__Фрагмент текста__

Следите за нашими новостями!
Твиттер      Google+
Русский филологический портал

Д. И. Эдельман

К ТЕОРИИ ЯЗЫКОВОГО СОЮЗА

(Вопросы языкознания. - М., 1978, № 3. - С. 110-115)


 
Среди таких фундаментальных для современного языкознания понятий, как языковая семья, типологический класс языков и языковой союз, соотносящихся с тремя основными способами лингвистического описания - генетическим, типологическим и ареальным, - последнее по сей день остается наименее разработанным. До сих пор по существу не создано теории языковых союзов, если не считать отдельных ее набросков, встречающихся главным образом в работах представителей пражской лингвистической школы [1] (мнение, согласно которому тезис пражцев о языковых союзах был предвосхищен неолингвистами [2], едва ли возможно принять). Прямым следствием этого оказывается совершенно фрагментарная разработанность ареальной (в отличие от генетической и типологической) характеристики языков (которая усугубляется еще и тем фактом, что языки даже в условиях контактирования далеко не всегда образуют языковые союзы), а также ощутимые расхождения в позициях разных исследователей даже в отношении многих постулируемых языковых союзов (ср., например, полную неопределенность представлений о так называемом «кавказском» языковом союзе).
Н. С. Трубецкой, введший в научный обиход рассматриваемое понятие (ему же принадлежит термин «языковой союз» - «Sprachbund»), обратился к нему для характеристики некоторой совокупности языков, обнаруживающих существенное сходство в синтаксическом плане, в принципах морфологического строя, в некотором числе общих культурных слов, а иногда также и внешние аналогии в звуковой системе, но без обязательного сопровождения их закономерными фонетическими корреспонденциями [3]. Рассматривая позднее индоевропейскую языковую общность как результат конвергенции генетически различных языков, а не дивергенции первоначально единообразного праязыкового состояния, он постулировал шесть характеризующих ее структурных признаков (фонологических, морфонологических и один морфолого-синтаксический), что стало свидетельством его перехода в трактовке происхождения индоевропейских языков на позиции языкового союза [4].

__Записи набора данных__
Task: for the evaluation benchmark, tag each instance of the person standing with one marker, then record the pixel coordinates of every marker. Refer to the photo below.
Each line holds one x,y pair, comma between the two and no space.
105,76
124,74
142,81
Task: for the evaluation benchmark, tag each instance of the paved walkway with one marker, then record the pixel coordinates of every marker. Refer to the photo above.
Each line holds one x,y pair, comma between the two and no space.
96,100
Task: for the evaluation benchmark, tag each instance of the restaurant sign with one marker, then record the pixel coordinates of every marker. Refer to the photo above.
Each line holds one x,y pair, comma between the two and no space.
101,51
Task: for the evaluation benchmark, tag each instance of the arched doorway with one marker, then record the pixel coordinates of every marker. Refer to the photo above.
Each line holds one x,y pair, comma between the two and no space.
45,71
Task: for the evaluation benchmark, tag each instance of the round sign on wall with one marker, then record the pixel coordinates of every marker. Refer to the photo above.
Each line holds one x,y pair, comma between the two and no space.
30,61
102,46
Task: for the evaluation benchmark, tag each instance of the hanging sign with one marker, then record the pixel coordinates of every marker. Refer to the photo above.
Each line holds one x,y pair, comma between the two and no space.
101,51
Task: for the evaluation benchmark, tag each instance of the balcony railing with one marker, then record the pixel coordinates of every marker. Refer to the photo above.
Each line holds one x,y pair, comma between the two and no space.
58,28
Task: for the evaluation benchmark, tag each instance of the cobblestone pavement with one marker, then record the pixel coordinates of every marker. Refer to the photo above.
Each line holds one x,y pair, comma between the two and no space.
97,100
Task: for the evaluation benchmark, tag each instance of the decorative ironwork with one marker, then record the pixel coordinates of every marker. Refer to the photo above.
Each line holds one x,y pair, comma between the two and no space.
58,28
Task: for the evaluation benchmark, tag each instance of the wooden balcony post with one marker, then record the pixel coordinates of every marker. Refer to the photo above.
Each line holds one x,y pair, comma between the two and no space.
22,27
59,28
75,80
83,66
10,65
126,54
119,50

__Задание__
Укажите, кому, согласно статье о языковом союзе, принадлежит термин «языковой союз». Записи для работы не нужны.

__Ответ__
Термин «языковой союз» принадлежит Н. С. Трубецкому.